People in remote areas of Africa may find relief coming quickly to disaster zones with Manaf Freighters’ purchase of four Solar Ship aircraft.
Solar Ship’s Uniquely Hybrid Form
Solar Ship, located in Toronto, Canada, builds solar-powered triangular, blimp-like flying machines that could serve as lifelines to the world’s most remote places. Solar Ships range from an 11-meter wide (it’s hard to call it a wingspan) envelope to a projected 100-meter (328 feet) wide monster that could carry up to 30,000 kilograms (66,000 pounds) for a minimum of 2,000 kilometers (1,240 miles).
The blog reported on Solar Ships three years ago, when their few flying examples were testbeds for the possible future development of practical load haulers. Combining buoyancy with aerodynamic lift allows large payloads and great short-field performance, making their craft viable “bush” planes. That the company can now build larger craft will demonstrate their concept to a wider audience.

Provided information —
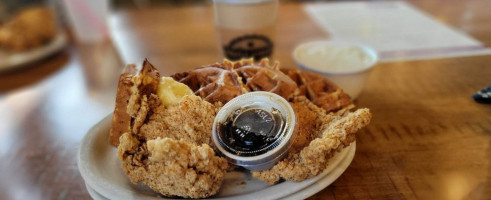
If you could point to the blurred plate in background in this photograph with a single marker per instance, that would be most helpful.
(10, 60)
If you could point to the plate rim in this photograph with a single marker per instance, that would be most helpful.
(18, 59)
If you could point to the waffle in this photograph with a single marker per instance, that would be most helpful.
(226, 80)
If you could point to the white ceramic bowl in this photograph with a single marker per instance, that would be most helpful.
(346, 64)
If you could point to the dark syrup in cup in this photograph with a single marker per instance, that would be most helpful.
(254, 130)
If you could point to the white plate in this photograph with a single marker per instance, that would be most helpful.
(9, 60)
(101, 170)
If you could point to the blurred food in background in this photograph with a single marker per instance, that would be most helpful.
(30, 28)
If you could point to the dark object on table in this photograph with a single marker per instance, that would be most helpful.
(483, 96)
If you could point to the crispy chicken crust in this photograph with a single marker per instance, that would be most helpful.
(180, 164)
(337, 132)
(172, 167)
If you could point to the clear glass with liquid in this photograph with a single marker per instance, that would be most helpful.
(246, 28)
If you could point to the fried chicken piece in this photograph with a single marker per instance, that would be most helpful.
(337, 132)
(172, 167)
(191, 120)
(132, 87)
(30, 28)
(310, 119)
(166, 145)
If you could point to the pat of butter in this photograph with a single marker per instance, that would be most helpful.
(170, 91)
(333, 58)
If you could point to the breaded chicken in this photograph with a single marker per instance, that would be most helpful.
(166, 147)
(172, 167)
(191, 120)
(337, 132)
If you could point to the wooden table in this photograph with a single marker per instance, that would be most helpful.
(428, 139)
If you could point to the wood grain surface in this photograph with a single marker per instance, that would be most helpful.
(428, 139)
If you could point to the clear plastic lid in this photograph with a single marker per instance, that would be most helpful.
(254, 130)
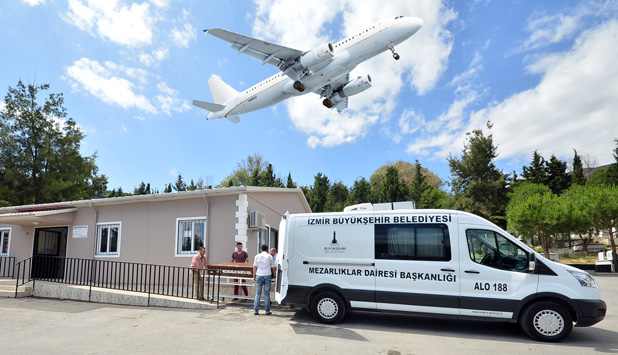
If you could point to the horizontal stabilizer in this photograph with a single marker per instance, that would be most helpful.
(208, 106)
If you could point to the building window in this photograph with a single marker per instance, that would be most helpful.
(5, 241)
(190, 235)
(108, 239)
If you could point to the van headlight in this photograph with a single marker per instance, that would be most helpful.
(584, 279)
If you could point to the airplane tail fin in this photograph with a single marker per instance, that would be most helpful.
(221, 92)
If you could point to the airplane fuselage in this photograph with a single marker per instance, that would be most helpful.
(348, 53)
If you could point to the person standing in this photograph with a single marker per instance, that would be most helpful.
(273, 253)
(198, 266)
(263, 265)
(239, 256)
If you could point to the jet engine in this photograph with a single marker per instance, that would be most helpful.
(317, 55)
(355, 86)
(352, 87)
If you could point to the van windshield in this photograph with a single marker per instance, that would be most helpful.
(494, 250)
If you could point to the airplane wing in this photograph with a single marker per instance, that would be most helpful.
(267, 52)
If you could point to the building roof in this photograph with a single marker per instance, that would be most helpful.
(14, 211)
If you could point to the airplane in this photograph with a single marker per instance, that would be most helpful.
(324, 70)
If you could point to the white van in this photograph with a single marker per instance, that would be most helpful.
(439, 262)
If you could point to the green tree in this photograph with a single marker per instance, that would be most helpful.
(612, 170)
(578, 213)
(536, 173)
(578, 177)
(535, 211)
(142, 189)
(317, 195)
(600, 177)
(360, 192)
(180, 184)
(421, 192)
(388, 187)
(603, 200)
(337, 198)
(39, 151)
(477, 185)
(557, 178)
(247, 172)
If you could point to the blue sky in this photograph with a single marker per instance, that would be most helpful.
(545, 73)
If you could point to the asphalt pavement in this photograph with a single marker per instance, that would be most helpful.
(50, 326)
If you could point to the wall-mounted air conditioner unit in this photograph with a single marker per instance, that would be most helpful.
(257, 220)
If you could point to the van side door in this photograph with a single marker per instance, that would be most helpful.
(494, 273)
(416, 266)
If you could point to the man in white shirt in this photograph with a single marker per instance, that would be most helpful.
(262, 266)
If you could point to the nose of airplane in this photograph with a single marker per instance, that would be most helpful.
(414, 24)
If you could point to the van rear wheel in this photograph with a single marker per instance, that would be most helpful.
(328, 307)
(547, 321)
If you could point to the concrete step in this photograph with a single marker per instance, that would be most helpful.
(102, 295)
(7, 290)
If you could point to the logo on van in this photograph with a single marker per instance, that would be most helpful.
(334, 247)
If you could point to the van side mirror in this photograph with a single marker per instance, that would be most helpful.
(531, 263)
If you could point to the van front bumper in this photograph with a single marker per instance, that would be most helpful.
(590, 312)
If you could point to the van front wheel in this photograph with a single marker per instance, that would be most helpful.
(328, 307)
(547, 321)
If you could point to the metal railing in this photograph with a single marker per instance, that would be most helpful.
(7, 266)
(152, 279)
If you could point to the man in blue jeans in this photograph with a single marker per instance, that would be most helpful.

Work to complete — Rewrite the passage about Solar Ship aircraft, starting at "Solar Ship’s Uniquely" and ending at "a wider audience.", and swap "buoyancy" for "static lift".

Worked solution —
Solar Ship’s Uniquely Hybrid Form
Solar Ship, located in Toronto, Canada, builds solar-powered triangular, blimp-like flying machines that could serve as lifelines to the world’s most remote places. Solar Ships range from an 11-meter wide (it’s hard to call it a wingspan) envelope to a projected 100-meter (328 feet) wide monster that could carry up to 30,000 kilograms (66,000 pounds) for a minimum of 2,000 kilometers (1,240 miles).
The blog reported on Solar Ships three years ago, when their few flying examples were testbeds for the possible future development of practical load haulers. Combining static lift with aerodynamic lift allows large payloads and great short-field performance, making their craft viable “bush” planes. That the company can now build larger craft will demonstrate their concept to a wider audience.